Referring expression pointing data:
::::

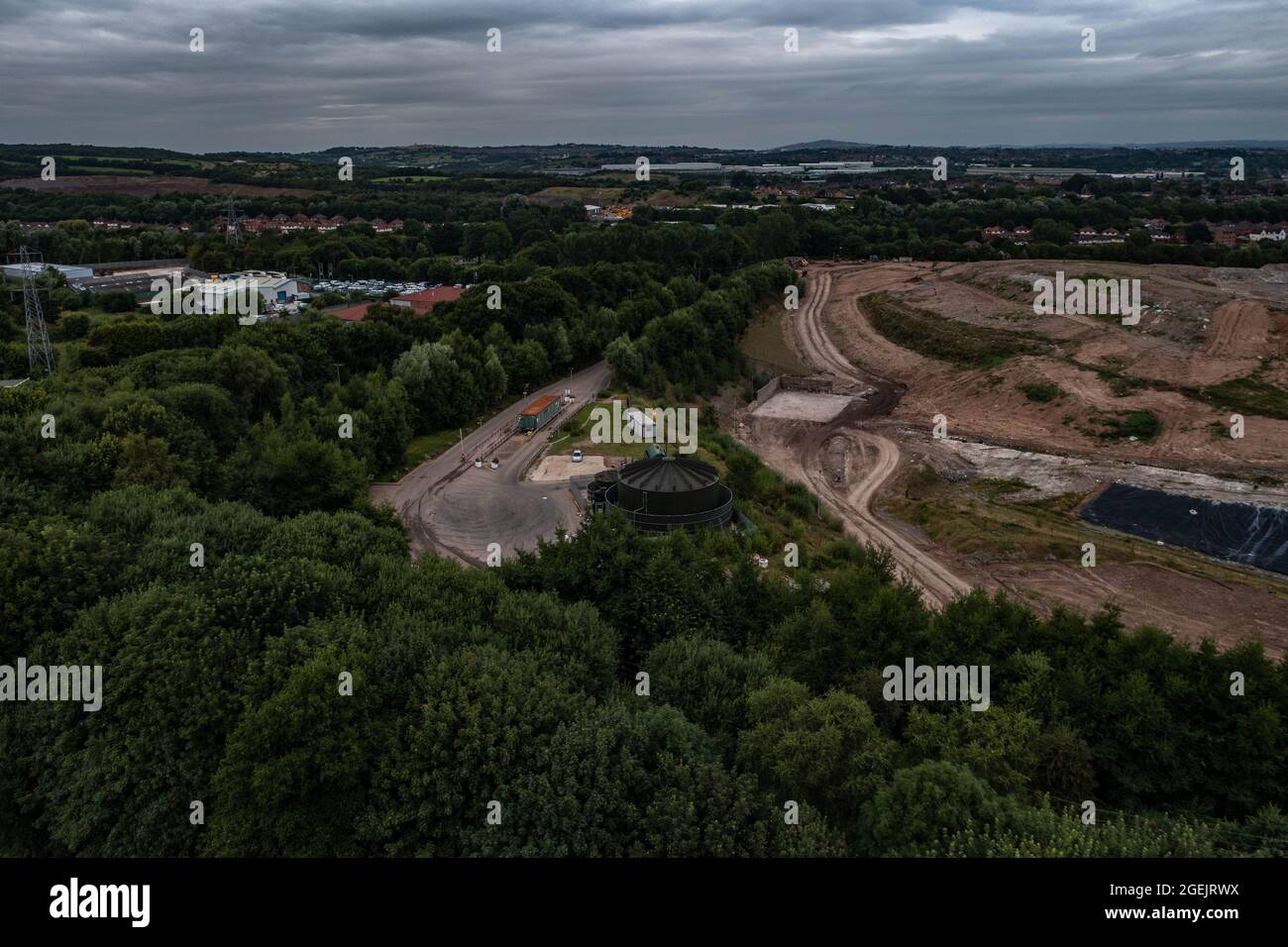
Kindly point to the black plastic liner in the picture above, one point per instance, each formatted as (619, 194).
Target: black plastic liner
(1235, 531)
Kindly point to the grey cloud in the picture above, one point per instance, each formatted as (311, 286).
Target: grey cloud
(294, 75)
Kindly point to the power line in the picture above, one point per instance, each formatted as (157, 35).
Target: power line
(39, 351)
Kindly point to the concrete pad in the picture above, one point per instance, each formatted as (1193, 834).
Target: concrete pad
(803, 406)
(559, 467)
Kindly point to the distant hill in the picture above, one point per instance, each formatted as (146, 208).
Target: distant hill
(820, 145)
(1231, 144)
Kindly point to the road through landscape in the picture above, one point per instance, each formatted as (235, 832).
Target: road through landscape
(848, 466)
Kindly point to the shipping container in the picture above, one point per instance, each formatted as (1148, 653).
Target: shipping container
(536, 415)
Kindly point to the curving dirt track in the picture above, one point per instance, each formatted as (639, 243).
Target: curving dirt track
(848, 466)
(459, 510)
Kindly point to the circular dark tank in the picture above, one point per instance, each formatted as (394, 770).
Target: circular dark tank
(668, 492)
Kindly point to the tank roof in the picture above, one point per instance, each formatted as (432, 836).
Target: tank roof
(669, 474)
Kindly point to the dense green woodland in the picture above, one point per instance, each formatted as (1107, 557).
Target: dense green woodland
(519, 684)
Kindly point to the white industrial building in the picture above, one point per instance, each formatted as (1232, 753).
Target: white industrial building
(639, 424)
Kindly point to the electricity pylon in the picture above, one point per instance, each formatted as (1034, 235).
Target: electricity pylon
(39, 351)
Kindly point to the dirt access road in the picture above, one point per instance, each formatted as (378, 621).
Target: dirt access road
(459, 510)
(845, 464)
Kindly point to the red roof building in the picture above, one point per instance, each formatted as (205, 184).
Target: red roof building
(426, 299)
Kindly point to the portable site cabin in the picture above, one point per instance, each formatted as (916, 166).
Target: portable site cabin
(536, 415)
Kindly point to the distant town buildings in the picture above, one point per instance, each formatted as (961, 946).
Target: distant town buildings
(318, 222)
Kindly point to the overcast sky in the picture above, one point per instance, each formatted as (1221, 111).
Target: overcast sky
(297, 75)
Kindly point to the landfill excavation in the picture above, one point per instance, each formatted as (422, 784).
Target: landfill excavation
(977, 472)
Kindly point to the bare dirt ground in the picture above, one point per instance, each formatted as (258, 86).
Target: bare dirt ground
(1199, 326)
(804, 405)
(460, 510)
(558, 467)
(986, 403)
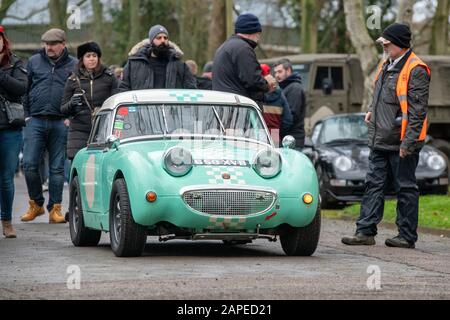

::::

What the task asks: When you reach the line containing "Target: distant town buildings" in the records above, write out that line and every line after it through the end, exactly, but omit the pictures.

Solution to the problem:
Target: distant town buildings
(318, 222)
Kindly point to the overcast sky in the picture above, one point per instance, each formatted as (1221, 111).
Target: overcast sky
(297, 75)
Kindly point to the landfill excavation in the picture above, one point per instance, each formatted as (422, 784).
Target: landfill excavation
(977, 472)
Kindly point to the bare dirt ground in the picture above, one point per instance, each formatted as (258, 86).
Target: bare dirt ground
(1199, 326)
(804, 405)
(460, 510)
(558, 467)
(986, 403)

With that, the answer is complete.